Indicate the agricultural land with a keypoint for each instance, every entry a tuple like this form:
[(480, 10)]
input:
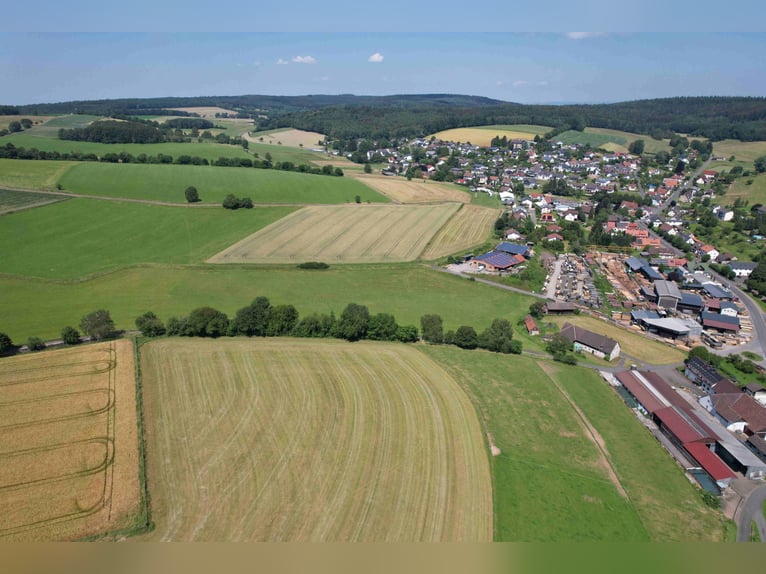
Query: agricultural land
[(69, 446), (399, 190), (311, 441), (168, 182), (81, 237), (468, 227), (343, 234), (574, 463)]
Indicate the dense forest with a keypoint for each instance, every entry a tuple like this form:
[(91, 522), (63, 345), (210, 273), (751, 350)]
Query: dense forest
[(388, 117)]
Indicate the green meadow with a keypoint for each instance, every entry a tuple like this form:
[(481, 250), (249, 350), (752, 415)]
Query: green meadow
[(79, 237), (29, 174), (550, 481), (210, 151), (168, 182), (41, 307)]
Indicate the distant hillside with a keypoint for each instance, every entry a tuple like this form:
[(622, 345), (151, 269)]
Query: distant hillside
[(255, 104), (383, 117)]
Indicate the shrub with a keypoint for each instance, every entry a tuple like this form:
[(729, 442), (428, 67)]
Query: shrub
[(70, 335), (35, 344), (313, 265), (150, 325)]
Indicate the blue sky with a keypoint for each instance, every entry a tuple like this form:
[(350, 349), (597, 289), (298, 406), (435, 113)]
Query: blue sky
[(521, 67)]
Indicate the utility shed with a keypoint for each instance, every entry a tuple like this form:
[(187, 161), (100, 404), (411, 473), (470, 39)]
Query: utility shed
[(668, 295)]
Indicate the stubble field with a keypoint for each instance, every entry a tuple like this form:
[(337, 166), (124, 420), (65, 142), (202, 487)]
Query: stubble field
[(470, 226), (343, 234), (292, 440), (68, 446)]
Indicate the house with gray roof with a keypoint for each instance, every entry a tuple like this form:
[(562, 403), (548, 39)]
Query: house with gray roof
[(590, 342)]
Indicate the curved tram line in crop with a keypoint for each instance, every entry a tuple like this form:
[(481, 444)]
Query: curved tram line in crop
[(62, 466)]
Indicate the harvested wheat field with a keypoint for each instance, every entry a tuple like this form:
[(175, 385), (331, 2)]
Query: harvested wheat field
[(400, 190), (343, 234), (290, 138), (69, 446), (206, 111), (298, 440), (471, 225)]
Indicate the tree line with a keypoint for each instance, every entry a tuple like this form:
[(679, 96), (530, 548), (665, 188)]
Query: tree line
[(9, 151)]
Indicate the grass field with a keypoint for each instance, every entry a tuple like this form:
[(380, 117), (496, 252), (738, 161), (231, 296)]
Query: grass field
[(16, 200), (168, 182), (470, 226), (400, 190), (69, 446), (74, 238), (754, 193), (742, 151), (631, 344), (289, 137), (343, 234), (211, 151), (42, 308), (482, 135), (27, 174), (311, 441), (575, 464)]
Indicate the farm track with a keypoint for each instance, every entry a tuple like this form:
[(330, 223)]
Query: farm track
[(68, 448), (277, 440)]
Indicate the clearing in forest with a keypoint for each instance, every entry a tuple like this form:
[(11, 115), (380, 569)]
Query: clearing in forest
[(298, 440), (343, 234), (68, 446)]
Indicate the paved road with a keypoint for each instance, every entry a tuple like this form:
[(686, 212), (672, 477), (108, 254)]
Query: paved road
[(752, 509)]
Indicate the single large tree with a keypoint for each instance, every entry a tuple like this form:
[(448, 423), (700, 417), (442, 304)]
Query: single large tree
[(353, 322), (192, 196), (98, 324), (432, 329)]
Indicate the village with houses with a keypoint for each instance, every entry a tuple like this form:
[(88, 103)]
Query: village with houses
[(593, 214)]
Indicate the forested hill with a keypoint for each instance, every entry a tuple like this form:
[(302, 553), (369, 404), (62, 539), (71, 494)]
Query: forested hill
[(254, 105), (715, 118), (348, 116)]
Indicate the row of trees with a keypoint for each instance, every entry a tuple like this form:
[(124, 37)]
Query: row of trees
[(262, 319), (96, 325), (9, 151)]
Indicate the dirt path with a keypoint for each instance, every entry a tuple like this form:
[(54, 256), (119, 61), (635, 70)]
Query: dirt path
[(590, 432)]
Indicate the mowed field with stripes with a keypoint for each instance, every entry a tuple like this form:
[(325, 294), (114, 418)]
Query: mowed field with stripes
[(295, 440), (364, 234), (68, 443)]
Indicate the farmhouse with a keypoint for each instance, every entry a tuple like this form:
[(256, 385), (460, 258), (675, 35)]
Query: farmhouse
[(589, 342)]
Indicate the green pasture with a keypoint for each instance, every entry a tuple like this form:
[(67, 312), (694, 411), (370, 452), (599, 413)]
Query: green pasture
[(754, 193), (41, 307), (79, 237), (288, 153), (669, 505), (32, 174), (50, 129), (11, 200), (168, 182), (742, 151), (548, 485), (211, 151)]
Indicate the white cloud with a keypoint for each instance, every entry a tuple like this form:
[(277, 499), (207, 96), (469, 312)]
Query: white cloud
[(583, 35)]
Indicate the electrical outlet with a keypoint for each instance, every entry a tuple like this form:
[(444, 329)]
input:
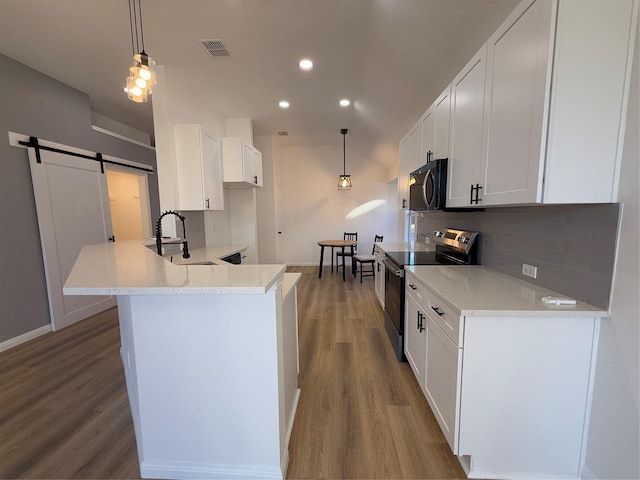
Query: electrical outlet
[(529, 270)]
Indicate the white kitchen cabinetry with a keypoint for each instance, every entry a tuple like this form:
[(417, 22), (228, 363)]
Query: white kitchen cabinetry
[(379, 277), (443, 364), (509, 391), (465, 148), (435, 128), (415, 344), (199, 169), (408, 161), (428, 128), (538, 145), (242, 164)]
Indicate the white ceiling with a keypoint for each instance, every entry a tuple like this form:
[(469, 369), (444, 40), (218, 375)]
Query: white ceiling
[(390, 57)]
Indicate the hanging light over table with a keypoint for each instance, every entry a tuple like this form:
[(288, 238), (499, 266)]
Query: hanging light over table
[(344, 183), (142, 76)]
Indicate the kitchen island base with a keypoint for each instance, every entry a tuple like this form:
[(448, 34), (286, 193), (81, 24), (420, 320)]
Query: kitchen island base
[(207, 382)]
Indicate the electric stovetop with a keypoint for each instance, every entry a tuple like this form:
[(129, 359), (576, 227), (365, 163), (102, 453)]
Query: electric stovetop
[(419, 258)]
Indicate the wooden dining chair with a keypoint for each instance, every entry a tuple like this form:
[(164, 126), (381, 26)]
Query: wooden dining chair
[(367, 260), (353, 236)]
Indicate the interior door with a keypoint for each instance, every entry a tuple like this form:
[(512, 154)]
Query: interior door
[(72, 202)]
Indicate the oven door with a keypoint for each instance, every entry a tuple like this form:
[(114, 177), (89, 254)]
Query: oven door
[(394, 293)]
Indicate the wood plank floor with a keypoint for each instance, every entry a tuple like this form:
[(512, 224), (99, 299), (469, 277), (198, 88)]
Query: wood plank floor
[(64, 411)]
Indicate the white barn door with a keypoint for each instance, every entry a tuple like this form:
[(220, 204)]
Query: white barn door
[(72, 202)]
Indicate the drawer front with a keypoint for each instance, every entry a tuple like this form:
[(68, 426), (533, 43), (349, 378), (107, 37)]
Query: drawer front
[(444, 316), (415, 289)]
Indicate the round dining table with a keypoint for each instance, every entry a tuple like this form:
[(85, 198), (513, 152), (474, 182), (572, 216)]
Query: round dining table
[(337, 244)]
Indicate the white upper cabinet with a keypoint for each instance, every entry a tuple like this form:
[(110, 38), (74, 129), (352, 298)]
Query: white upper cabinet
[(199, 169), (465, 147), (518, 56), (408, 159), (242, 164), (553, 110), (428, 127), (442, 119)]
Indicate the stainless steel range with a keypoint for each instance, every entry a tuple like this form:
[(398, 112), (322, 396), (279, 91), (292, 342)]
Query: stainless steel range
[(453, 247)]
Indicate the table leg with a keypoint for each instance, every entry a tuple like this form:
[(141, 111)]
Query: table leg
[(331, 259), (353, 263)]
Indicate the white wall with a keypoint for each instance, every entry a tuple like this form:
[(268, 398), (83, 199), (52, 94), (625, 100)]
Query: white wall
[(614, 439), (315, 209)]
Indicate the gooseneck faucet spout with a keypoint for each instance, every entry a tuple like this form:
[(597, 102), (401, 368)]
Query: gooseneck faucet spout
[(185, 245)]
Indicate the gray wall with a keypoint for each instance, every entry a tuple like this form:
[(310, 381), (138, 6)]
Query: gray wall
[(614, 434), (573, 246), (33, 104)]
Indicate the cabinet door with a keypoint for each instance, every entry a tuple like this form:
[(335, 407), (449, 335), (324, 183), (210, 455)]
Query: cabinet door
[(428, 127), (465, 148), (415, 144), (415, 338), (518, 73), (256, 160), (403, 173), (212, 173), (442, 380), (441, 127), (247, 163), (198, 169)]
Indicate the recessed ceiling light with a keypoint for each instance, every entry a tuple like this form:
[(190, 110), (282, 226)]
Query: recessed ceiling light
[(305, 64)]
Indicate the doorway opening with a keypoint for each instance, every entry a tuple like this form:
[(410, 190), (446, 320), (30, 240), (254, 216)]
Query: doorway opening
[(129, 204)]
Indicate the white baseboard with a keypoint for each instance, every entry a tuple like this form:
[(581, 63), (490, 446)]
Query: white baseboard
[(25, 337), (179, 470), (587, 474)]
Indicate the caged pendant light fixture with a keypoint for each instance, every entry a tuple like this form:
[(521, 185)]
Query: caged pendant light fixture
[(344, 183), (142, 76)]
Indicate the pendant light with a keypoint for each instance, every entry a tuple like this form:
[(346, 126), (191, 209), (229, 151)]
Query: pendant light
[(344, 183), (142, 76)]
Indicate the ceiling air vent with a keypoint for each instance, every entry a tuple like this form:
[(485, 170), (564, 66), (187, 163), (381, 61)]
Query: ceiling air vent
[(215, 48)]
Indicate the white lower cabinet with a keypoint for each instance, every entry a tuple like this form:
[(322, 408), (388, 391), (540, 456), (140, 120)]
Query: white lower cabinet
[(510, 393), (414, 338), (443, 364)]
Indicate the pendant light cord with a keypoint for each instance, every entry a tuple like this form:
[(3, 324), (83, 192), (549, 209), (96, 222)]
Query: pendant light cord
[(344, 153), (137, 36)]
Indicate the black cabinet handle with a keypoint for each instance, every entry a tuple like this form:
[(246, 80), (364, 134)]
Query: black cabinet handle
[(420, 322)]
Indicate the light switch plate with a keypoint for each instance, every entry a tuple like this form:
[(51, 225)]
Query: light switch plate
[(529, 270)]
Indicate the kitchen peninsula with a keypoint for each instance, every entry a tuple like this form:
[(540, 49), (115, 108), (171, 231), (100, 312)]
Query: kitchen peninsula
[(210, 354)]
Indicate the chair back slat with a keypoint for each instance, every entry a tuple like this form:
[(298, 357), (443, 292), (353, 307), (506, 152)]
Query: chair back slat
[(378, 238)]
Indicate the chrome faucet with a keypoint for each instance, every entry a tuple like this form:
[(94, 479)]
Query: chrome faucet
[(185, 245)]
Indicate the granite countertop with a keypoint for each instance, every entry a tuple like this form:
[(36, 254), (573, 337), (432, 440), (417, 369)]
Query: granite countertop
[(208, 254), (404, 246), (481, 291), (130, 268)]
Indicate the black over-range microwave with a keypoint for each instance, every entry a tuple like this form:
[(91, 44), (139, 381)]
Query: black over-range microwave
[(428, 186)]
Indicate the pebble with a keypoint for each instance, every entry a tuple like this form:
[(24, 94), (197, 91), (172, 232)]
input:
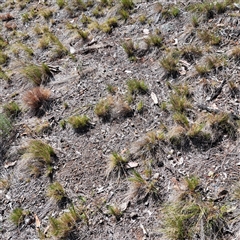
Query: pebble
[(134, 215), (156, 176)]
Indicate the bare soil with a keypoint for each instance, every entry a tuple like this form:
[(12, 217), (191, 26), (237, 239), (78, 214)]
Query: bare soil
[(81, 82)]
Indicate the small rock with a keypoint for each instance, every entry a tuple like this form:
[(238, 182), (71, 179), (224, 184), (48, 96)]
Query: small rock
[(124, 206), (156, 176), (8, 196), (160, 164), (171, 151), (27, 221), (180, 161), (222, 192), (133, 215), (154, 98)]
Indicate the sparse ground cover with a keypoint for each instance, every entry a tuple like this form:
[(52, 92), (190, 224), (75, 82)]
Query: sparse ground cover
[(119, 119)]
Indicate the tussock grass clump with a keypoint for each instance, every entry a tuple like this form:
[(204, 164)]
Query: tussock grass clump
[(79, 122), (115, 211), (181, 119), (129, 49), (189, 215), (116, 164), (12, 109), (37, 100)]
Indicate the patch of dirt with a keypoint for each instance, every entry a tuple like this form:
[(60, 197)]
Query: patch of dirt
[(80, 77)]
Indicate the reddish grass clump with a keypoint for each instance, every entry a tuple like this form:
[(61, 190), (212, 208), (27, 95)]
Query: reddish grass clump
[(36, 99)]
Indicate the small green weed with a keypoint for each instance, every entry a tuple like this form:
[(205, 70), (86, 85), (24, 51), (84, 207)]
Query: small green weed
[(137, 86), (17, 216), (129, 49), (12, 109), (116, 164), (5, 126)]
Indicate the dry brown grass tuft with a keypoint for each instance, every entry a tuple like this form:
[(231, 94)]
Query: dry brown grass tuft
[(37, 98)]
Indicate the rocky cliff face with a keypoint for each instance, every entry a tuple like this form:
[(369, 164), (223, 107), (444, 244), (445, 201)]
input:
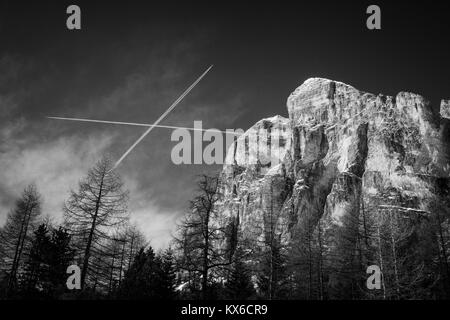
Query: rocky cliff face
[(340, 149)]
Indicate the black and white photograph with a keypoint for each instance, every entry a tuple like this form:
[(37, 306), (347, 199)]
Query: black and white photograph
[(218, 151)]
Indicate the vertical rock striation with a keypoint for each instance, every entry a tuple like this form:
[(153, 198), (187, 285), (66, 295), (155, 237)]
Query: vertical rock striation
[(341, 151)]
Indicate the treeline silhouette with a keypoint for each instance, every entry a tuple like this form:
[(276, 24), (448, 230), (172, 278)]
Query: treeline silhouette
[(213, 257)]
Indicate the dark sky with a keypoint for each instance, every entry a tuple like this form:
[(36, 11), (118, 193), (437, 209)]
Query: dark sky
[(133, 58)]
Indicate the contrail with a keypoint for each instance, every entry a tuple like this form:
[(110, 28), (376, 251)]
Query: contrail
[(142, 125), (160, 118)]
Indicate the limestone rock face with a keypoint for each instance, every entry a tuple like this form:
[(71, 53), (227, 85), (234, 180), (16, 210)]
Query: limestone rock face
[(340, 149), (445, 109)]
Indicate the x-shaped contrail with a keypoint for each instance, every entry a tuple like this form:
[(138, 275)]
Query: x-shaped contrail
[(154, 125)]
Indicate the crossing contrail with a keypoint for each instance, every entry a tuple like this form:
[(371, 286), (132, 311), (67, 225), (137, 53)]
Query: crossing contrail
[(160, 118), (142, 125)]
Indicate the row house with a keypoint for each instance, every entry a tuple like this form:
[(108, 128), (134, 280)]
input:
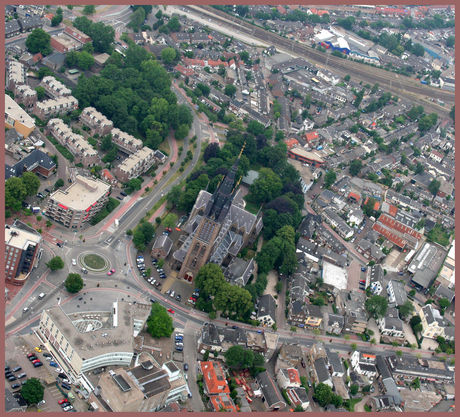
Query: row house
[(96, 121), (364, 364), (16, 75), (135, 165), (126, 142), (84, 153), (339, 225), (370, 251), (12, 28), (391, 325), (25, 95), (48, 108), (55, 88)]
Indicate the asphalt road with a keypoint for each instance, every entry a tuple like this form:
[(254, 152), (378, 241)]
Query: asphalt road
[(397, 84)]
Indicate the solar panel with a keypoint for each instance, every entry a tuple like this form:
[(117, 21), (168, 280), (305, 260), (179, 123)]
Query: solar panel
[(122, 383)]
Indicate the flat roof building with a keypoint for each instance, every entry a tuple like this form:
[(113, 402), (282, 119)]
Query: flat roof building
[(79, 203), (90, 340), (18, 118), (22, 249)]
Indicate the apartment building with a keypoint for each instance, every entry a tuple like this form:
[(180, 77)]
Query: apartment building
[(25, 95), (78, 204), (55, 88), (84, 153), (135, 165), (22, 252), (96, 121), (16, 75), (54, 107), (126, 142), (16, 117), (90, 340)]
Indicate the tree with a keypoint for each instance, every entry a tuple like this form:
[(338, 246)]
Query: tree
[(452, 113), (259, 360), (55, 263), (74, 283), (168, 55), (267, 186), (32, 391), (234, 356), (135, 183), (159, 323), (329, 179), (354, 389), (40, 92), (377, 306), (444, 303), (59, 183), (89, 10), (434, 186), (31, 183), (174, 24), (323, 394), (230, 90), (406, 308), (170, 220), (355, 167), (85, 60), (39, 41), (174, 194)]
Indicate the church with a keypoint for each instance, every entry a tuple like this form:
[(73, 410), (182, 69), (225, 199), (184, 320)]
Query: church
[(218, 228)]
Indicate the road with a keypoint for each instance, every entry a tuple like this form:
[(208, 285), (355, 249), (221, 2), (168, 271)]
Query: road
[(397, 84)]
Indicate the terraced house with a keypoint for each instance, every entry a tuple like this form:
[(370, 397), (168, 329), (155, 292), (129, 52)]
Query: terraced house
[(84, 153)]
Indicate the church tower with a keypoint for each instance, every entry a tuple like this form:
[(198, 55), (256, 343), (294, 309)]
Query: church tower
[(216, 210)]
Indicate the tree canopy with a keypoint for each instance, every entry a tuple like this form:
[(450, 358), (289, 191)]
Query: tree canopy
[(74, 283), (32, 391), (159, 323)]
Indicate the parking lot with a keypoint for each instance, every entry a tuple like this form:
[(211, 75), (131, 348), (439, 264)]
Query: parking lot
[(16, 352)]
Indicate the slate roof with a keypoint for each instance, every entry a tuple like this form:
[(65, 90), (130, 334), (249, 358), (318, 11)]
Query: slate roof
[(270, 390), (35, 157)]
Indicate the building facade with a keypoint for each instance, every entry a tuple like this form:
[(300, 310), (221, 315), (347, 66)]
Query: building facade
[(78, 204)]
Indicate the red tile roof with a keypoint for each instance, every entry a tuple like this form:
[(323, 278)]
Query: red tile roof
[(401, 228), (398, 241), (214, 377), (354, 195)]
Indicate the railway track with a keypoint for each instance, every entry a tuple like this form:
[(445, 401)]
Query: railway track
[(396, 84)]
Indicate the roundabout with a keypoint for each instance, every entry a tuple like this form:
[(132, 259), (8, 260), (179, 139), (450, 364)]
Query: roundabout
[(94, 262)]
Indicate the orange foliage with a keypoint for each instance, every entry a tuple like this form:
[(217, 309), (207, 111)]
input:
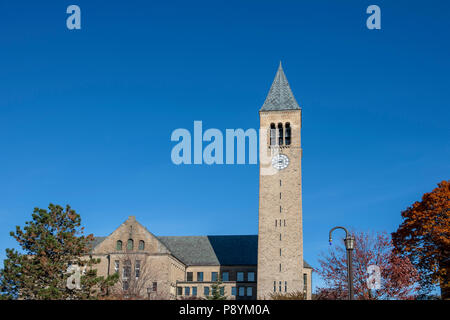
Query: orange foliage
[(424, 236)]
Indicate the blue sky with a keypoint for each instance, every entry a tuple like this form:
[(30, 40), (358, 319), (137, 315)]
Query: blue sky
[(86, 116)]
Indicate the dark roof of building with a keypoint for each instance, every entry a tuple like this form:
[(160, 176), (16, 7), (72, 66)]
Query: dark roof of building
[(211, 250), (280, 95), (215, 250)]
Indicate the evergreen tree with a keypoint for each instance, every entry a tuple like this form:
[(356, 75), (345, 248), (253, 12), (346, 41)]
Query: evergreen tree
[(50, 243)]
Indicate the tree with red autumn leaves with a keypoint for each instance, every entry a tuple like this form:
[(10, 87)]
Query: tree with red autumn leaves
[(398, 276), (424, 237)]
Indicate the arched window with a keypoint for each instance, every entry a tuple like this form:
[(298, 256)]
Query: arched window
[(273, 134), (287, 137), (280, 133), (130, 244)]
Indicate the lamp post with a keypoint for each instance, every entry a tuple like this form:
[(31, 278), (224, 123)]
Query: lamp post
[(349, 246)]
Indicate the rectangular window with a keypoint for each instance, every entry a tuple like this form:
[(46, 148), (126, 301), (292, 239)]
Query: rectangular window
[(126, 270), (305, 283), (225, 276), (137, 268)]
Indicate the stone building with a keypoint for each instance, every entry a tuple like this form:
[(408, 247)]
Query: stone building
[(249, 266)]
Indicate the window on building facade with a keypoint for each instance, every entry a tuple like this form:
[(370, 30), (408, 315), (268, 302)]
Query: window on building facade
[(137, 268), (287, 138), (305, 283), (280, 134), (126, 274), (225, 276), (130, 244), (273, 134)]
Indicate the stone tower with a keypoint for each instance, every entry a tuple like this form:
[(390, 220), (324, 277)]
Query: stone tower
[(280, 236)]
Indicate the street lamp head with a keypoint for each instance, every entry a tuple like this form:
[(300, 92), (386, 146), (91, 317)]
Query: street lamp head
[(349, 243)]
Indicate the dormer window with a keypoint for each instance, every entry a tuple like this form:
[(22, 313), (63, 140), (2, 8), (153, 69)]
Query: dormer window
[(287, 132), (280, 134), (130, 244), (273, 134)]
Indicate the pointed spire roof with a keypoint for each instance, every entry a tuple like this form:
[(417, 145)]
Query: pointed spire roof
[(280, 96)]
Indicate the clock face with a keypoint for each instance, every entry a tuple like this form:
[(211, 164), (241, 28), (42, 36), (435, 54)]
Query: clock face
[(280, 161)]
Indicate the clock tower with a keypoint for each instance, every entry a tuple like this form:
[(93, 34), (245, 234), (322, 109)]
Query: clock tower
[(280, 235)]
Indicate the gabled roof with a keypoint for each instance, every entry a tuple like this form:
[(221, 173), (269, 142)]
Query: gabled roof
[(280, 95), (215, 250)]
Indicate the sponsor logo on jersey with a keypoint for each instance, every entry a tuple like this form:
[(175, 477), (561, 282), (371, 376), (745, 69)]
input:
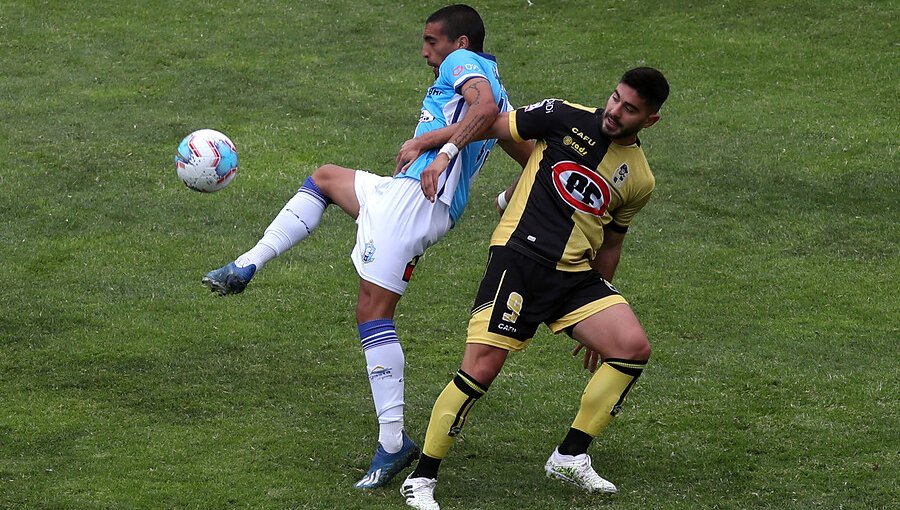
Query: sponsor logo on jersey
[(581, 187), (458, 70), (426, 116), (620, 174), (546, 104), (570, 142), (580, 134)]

================================

*Task goal*
All that belongs in the answer is the run of lines above from the line containing "Indicate the gooseneck" through the line containing "Indicate the pendant light cord", exactly as written.

*Answer section*
Indicate the gooseneck faucet spout with a keypoint for each instance, every entry a tuple like this form:
[(597, 102), (401, 368)]
Query: gooseneck faucet spout
[(185, 245)]
Indicate the gray wall with a keypoint for each instance, every entry a tuple like this form:
[(310, 381), (138, 6)]
Query: gray wall
[(614, 434), (573, 246), (33, 104)]
Indicate the cabinet door with a keypoint for each instance, every entry a tuple like this form:
[(335, 407), (449, 335), (324, 183), (210, 455)]
Query: cabinet door
[(428, 127), (465, 148), (415, 144), (415, 338), (518, 73), (256, 160), (403, 173), (212, 173), (442, 380), (441, 127), (247, 163), (198, 169)]
Indicate the recessed ceiling light with a keypoint for each instance, every entry a tuple like this form:
[(190, 110), (282, 226)]
Query: recessed ceiling light
[(305, 64)]
Indicate the doorway opening with a keypoint for each instance, every entry a tuple like this form:
[(410, 190), (446, 320), (30, 240), (254, 216)]
Query: doorway opening
[(129, 204)]
Indicate the white baseboard with a keypoint for each instance, every entry a tuple like this form:
[(581, 63), (490, 446)]
Query: white baseboard
[(25, 337), (179, 470), (587, 474)]
Indicate the caged pendant light fixture with a keypoint for each instance, every entry a tuple like this form:
[(521, 185)]
Query: caged pendant light fixture
[(344, 183), (142, 76)]
Indicate the pendant light with a keypoint for each instance, every entry a tuple like this form:
[(346, 126), (191, 209), (229, 151)]
Query: pendant light
[(344, 183), (142, 76)]
Indicate the ceiling air vent with a keypoint for each instance, every entry a tuple like this form:
[(485, 170), (564, 66), (187, 163), (381, 61)]
Query: ceiling air vent
[(215, 48)]
Indicate the white lower cabinet with a keypoint for each instance, every entry a tuple like this form:
[(322, 408), (388, 391), (540, 456), (140, 120)]
Query: white lower cabinet
[(510, 393), (414, 338), (443, 364)]
Indicate the pendant light cord with a keypoint for each instance, every entry a tuple like this form:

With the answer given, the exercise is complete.